→ Problems to solve
[1] List every tax rate given as a percentage in the article on Biden's tax plan.
[2] Carry the article on Biden's tax plan forward from its final sentence.

** Provided text follows **

Sam Pizzigati: Biden tax plan would reduce inequality

“The tax collector's office,’’  by Pieter Brueghel the Younger (1640)

“The tax collector's office,’’ by Pieter Brueghel the Younger (1640)

Via OtherWords.org

BOSTON

Want to know where the 2020 presidential election is heading? Don’t obsess about the polls. Pay attention to tax lawyers and accountants.

These experts in reducing rich people’s tax bills understand what many Americans still haven’t quite fathomed: The nation’s wealthiest will likely pay significantly more in taxes if Joe Biden becomes president.

Why? Because the massive tax cuts for corporations and the rich that Trump and the GOP passed in 2017 may soon be shredded.

If these rich don’t take immediate steps to “protect their fortunes,” their law firms are advising, they could lose out big-time. “We’ve been telling people: ‘Use it or lose it,’” says Jere Doyle, a strategist at BNY Mellon Wealth Management.

At first, these concerns may appear overblown. Under Biden’s plan, the tax rate on America’s top income tax bracket would only rise from 37 percent back up to 39.6 percent, the Obama-era rate.

But the real “backbreakers” for the rich come elsewhere.

Among the biggest: a new tax treatment for “investment income,” the money that rich people make buying and selling assets.

Most of this income currently enjoys a super-discounted tax rate — just 20 percent, far lower than what most working people pay on their paycheck income. The Biden tax plan ends this favorable treatment of income from “capital gains” for taxpayers making over $1 million. It would also close the loophole where wealthy people simply pass appreciated assets to their heirs.

Biden is also proposing an overhaul of Social Security taxes. The current 12.4 percent Social Security payroll tax — half paid by employers, half by employees — applies this year to only the first $137,700 in paycheck earnings, a figure that gets annually adjusted to inflation.

That means that a corporate exec who makes $1 million this year will pay the same amount into Social Security as a person who makes $137,700.

Biden’s plan would apply the Social Security tax to all paycheck income over $400,000, so America’s deepest pockets would pay substantially more to support Social Security. Meanwhile Americans making under $400,000 would continue to pay at current levels.

** End of Provided text **
** Source information follows **

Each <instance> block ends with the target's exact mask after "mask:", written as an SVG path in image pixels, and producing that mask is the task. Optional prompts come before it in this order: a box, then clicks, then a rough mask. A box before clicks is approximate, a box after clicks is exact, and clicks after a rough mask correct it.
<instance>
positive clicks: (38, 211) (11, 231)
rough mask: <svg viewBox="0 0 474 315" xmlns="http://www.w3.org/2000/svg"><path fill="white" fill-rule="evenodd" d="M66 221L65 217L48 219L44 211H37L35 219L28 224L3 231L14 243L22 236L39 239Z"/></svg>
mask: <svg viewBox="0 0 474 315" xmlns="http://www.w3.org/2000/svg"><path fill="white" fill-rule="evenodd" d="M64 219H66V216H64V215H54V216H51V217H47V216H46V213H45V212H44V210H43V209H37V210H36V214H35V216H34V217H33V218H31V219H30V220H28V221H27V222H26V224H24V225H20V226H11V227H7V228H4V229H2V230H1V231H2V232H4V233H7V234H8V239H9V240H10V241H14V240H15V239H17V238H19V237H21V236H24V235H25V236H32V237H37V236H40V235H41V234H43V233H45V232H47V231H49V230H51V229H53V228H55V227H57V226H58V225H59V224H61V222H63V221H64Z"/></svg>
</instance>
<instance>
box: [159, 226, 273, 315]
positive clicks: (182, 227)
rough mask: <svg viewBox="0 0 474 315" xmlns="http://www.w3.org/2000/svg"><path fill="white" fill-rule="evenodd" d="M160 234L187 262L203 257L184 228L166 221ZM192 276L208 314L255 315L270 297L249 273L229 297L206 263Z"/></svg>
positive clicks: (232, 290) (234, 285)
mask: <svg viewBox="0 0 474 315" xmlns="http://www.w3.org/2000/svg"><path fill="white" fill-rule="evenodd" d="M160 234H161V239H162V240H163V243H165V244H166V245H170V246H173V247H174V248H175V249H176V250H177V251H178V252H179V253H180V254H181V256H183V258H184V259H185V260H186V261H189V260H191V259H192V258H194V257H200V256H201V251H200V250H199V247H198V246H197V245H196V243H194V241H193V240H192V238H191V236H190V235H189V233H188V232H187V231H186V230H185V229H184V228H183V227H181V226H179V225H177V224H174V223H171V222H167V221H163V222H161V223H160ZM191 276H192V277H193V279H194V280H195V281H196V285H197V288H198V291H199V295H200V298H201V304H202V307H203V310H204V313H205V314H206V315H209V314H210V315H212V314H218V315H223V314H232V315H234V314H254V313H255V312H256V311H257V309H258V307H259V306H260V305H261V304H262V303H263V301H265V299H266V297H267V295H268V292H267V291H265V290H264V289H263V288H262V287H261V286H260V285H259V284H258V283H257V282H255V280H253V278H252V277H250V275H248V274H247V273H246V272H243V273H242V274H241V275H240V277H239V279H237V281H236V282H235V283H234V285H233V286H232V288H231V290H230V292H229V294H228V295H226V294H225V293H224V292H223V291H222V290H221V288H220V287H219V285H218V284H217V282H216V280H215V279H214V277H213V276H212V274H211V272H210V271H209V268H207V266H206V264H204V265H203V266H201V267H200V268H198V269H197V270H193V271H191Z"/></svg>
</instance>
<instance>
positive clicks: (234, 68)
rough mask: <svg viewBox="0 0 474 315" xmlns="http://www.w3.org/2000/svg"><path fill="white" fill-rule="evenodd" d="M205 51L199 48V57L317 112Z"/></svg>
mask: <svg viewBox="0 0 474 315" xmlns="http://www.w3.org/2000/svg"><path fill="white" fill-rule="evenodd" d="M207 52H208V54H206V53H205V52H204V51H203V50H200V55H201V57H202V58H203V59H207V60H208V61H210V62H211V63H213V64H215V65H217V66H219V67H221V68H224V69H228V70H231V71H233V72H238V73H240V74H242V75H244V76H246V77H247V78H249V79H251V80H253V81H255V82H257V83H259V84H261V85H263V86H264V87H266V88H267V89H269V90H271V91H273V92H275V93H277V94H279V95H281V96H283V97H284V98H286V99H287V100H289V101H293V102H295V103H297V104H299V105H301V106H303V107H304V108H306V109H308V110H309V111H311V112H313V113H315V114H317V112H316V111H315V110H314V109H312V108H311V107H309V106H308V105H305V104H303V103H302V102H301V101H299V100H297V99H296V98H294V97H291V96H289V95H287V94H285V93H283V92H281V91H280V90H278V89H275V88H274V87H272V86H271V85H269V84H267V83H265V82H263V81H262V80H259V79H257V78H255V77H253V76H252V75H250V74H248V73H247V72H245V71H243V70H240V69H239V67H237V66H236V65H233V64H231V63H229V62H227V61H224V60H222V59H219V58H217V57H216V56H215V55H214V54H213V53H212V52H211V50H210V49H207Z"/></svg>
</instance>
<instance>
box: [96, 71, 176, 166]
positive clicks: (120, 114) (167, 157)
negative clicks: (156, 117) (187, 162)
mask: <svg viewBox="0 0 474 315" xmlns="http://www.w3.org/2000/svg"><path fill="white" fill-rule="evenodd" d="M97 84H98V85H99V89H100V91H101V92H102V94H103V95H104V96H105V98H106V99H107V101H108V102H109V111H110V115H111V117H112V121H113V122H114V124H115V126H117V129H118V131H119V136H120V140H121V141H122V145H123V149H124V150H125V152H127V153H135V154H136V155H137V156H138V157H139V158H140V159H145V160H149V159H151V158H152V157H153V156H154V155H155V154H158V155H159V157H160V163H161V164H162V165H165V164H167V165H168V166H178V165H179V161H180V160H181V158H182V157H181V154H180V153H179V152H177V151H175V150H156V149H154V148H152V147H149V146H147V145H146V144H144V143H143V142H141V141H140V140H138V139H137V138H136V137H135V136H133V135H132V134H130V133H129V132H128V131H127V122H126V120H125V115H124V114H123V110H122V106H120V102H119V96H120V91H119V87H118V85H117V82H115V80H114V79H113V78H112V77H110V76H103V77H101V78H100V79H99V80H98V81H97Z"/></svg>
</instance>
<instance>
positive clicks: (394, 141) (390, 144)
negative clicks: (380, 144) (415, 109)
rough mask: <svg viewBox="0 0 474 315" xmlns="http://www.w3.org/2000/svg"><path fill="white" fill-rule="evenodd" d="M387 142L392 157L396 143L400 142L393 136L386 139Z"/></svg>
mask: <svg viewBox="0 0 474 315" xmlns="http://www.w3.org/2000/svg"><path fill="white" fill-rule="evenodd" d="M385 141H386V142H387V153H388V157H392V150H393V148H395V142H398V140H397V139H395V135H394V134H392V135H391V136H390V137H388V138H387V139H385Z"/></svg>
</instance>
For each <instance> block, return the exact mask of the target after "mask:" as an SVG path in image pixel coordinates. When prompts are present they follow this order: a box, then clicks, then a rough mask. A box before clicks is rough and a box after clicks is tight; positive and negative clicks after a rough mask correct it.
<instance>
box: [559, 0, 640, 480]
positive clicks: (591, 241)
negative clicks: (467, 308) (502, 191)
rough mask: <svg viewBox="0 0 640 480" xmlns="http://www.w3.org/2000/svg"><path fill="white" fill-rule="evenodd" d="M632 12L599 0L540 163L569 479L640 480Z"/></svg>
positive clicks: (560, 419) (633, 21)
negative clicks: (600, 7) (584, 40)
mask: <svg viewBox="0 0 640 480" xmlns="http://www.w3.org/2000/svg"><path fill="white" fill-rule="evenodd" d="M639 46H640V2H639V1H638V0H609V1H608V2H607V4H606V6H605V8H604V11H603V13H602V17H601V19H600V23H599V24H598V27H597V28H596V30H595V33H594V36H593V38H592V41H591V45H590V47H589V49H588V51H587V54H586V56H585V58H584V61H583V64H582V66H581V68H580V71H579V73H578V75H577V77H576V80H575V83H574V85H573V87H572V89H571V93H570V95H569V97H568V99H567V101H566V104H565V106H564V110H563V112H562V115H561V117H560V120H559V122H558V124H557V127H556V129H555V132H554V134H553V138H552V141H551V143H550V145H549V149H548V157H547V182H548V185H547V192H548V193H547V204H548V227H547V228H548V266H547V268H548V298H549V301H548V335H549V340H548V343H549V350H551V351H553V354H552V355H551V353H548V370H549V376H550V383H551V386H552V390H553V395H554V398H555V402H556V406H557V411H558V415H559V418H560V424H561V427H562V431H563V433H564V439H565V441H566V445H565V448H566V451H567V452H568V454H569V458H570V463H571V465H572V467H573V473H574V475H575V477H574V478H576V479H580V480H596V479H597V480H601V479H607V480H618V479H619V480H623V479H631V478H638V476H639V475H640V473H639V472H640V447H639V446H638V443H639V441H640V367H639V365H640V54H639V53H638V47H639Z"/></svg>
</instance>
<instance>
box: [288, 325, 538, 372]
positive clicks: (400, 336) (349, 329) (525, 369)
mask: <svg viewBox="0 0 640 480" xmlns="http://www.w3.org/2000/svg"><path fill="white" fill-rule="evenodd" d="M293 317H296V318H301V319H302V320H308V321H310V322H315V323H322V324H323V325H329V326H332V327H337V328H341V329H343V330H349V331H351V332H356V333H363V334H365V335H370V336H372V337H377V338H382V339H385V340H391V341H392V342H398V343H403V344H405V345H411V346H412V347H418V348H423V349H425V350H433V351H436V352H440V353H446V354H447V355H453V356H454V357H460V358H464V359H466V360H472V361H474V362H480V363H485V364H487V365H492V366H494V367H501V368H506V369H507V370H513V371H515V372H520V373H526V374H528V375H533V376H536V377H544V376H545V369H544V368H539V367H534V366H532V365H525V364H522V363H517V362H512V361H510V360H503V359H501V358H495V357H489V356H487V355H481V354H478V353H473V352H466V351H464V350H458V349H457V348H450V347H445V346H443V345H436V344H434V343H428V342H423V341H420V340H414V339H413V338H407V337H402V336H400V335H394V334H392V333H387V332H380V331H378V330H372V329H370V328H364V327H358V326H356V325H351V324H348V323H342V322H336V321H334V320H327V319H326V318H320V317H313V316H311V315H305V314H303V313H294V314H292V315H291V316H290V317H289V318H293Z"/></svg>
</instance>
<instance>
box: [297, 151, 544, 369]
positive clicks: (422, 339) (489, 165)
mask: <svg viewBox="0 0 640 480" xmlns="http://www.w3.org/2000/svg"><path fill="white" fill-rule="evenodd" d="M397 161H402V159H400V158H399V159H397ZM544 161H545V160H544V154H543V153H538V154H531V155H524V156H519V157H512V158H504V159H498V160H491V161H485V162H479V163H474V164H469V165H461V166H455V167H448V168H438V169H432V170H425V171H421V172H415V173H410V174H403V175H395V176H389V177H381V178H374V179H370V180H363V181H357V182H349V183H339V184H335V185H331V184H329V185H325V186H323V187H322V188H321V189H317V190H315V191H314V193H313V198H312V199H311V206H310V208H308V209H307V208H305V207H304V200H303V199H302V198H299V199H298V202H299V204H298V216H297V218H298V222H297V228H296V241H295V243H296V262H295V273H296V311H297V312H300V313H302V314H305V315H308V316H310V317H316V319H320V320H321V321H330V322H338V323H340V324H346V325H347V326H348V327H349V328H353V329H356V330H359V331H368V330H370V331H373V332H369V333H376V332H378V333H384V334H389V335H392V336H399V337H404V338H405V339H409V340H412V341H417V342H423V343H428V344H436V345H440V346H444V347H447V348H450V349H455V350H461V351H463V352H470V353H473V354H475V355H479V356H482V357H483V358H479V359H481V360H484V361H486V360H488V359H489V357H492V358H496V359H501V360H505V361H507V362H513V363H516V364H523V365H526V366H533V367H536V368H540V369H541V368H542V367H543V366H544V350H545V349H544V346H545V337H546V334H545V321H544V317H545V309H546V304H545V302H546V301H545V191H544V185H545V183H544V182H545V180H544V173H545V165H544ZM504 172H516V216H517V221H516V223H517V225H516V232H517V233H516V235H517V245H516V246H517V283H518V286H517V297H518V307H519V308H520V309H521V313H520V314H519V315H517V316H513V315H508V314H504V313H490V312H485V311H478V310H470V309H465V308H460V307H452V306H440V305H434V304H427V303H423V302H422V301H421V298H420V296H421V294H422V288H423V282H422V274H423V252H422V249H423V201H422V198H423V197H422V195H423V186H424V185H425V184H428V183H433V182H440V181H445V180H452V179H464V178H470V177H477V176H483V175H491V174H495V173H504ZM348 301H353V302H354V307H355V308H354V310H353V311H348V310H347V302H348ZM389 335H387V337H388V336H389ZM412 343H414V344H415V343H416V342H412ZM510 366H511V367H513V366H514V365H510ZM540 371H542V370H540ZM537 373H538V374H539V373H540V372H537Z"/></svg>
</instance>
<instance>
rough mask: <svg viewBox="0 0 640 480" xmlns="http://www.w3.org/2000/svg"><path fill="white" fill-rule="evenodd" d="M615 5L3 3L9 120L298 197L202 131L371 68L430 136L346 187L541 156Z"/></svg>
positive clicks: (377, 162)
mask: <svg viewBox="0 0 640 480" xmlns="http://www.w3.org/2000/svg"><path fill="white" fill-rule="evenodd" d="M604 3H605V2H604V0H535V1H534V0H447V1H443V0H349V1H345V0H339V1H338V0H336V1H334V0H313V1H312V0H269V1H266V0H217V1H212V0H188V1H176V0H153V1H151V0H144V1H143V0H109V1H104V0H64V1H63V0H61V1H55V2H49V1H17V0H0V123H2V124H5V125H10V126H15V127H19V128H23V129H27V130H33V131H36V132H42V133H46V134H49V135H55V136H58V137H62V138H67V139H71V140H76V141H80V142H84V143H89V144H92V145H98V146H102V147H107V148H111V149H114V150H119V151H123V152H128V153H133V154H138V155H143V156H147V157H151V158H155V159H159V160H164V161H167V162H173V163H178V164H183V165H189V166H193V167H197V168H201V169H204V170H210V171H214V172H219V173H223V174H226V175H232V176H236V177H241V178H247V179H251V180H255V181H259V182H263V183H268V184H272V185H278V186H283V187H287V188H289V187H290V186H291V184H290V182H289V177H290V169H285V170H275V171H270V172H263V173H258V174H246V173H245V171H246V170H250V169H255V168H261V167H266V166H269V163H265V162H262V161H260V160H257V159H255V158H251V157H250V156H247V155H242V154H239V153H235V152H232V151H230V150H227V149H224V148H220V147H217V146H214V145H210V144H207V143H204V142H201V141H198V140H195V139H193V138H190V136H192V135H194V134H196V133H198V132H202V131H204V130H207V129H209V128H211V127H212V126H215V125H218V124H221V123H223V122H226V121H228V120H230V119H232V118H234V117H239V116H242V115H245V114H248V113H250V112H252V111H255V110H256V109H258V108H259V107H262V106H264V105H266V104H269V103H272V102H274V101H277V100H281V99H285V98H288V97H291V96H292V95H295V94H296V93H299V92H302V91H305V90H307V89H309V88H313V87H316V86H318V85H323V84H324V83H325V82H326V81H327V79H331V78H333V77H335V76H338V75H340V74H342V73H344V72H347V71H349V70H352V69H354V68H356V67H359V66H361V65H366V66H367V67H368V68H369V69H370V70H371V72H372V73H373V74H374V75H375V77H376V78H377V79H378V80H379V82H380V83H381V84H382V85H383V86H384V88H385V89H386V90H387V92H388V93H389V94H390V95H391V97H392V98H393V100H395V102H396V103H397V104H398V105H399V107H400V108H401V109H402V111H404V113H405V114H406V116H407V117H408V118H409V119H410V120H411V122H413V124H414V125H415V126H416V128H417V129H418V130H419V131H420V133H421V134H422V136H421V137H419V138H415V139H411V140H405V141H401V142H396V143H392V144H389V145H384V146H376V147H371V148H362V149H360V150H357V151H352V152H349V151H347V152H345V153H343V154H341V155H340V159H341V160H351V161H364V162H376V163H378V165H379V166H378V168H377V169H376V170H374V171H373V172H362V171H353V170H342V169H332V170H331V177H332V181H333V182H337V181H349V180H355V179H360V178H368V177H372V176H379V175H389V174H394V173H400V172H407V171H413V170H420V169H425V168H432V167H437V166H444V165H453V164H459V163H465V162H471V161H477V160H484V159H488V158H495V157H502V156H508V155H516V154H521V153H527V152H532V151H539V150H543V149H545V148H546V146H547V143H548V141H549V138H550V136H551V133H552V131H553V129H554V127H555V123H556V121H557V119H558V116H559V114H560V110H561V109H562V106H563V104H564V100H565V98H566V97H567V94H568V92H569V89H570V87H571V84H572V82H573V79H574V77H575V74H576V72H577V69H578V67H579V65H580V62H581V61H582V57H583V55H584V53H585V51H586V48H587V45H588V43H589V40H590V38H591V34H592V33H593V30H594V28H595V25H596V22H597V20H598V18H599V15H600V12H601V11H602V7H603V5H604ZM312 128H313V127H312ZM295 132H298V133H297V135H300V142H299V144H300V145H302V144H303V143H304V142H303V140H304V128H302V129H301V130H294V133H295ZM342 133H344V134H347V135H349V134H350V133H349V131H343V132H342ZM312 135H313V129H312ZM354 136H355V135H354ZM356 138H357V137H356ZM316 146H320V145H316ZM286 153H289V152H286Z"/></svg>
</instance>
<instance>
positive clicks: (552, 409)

** End of Source information **

→ Answers for each item
[1] 37 percent, 39.6 percent, 20 percent, 12.4 percent

[2]
Corporations would also pay more in taxes. Biden would raise the standard corporate income tax rate from 21 to 28 percent, set a 15 percent minimum tax on corporate profits, and double the current minimum tax foreign subsidiaries of U.S. companies have to pay from 10.5 to 21 percent.

Among other changes: Big Pharma companies would no longer get tax deductions for what they spend on advertising. Real estate moguls would no longer be able to depreciate the rental housing they own on an accelerated schedule, and fossil-fuel companies would lose a variety of lucrative tax preferences.

Together, these ideas could measurably reduce inequality.

The Institute on Taxation and Economic Policy has crunched the numbers: In 2022, under Biden’s plan, the nation’s top 1 percent would bear 97 percent of the direct tax increases Biden is proposing. The next most affluent 4 percent would bear the remaining 3 percent.

Despite some misleading Republican talking points to the contrary, no households making under $400,000 — the vast majority of Americans — would see their direct taxes rise.

Even if Democrats win the Senate, actually passing this plan will take grassroots pressure — the only force that has ever significantly raised taxes on the rich.

Wealth inequality remains an even greater challenge, and the Biden plan includes no wealth tax along the lines of what Senators Bernie Sanders and Elizabeth Warren, two of Biden’s primary rivals, advocated. But more pressure could also shove that wealth tax onto the table.

If that happens, we might finally begin to reverse the staggering levels of inequality that Ronald Reagan’s 1980 election ushered in.

Sam Pizzigati, based in Boston, is the co-editor of Inequality.org and author of The Case for a Maximum Wage and The Rich Don’t Always Win.